== LISTED ENTRIES ==
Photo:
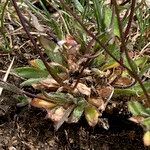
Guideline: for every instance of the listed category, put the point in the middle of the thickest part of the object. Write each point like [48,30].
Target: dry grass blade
[7,73]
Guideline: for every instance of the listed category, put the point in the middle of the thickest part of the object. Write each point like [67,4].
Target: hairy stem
[131,72]
[130,18]
[123,46]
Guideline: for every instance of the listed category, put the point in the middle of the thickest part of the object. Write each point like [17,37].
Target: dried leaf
[59,115]
[91,115]
[36,102]
[70,41]
[106,92]
[123,82]
[56,114]
[77,113]
[97,102]
[50,84]
[83,89]
[136,119]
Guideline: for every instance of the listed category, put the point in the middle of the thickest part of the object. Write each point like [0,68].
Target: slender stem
[93,36]
[134,75]
[2,24]
[130,18]
[36,48]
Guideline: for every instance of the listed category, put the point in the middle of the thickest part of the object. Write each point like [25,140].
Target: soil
[26,128]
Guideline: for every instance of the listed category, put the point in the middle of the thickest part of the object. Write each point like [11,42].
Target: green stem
[131,72]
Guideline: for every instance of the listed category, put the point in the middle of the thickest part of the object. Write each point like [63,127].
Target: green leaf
[78,6]
[141,61]
[146,123]
[77,113]
[135,108]
[108,18]
[30,72]
[37,63]
[99,15]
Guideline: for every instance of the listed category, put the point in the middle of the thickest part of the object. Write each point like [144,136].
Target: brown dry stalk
[131,72]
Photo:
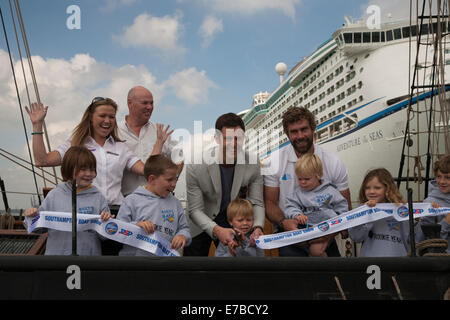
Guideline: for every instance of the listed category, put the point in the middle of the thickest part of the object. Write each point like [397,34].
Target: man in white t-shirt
[139,134]
[280,179]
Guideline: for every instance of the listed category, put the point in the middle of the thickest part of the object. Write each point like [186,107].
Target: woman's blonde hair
[239,207]
[392,194]
[84,128]
[309,164]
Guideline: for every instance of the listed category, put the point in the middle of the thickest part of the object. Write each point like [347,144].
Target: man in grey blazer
[210,187]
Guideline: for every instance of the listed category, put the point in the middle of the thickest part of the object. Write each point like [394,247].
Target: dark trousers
[199,246]
[295,251]
[111,247]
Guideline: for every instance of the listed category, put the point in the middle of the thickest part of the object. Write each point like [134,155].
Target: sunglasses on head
[96,99]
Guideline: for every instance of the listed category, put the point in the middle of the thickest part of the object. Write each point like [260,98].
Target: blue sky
[214,55]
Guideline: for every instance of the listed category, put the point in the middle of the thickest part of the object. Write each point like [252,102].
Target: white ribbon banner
[350,219]
[113,229]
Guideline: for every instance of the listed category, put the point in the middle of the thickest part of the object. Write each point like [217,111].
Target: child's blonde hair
[392,193]
[309,164]
[75,159]
[239,207]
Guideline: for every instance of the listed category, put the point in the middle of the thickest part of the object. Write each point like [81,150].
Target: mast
[428,77]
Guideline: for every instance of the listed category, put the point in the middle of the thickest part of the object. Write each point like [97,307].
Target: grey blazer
[204,193]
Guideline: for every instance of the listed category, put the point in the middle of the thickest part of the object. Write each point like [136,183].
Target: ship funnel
[281,69]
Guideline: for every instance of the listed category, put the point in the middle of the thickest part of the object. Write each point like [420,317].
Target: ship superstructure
[356,84]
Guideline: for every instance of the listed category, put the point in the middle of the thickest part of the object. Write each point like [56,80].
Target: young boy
[439,196]
[240,217]
[314,200]
[153,207]
[80,164]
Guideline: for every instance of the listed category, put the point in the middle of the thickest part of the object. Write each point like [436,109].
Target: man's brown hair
[294,114]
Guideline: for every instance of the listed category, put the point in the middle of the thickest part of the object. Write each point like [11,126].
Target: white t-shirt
[279,171]
[143,147]
[112,159]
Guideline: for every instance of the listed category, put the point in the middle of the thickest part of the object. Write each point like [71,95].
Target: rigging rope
[33,76]
[23,69]
[20,105]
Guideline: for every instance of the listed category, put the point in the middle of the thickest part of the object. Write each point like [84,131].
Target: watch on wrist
[280,223]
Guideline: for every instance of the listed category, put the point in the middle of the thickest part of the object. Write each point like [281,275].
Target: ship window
[434,27]
[375,36]
[366,37]
[348,37]
[406,32]
[389,35]
[424,29]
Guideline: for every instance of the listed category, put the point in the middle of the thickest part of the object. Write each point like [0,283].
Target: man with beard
[280,179]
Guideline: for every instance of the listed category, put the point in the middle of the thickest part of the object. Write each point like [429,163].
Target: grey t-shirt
[226,177]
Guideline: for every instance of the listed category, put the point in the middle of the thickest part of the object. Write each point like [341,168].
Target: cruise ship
[357,84]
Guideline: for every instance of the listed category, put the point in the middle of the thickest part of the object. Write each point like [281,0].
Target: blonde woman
[97,131]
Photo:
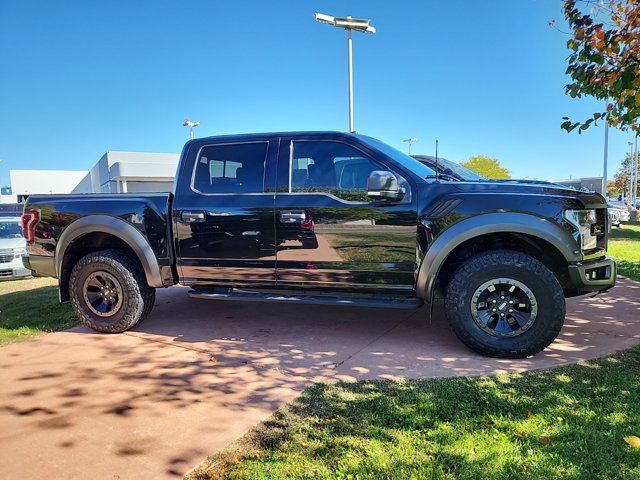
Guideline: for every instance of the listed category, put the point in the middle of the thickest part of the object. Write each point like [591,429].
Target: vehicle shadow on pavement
[327,342]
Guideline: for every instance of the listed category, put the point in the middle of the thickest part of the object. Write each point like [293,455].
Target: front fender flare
[507,222]
[118,228]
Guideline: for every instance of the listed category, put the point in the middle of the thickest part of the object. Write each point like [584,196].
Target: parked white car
===
Start at the line with "Target: front fender flare" and stop at the end of the records. Write those lines out exactly and add nothing.

Target: front fender flare
[507,222]
[118,228]
Guideline: for every instance of the listed category, put the point in the middle of the thickest part of the object. Write each point like [584,196].
Target: parked white car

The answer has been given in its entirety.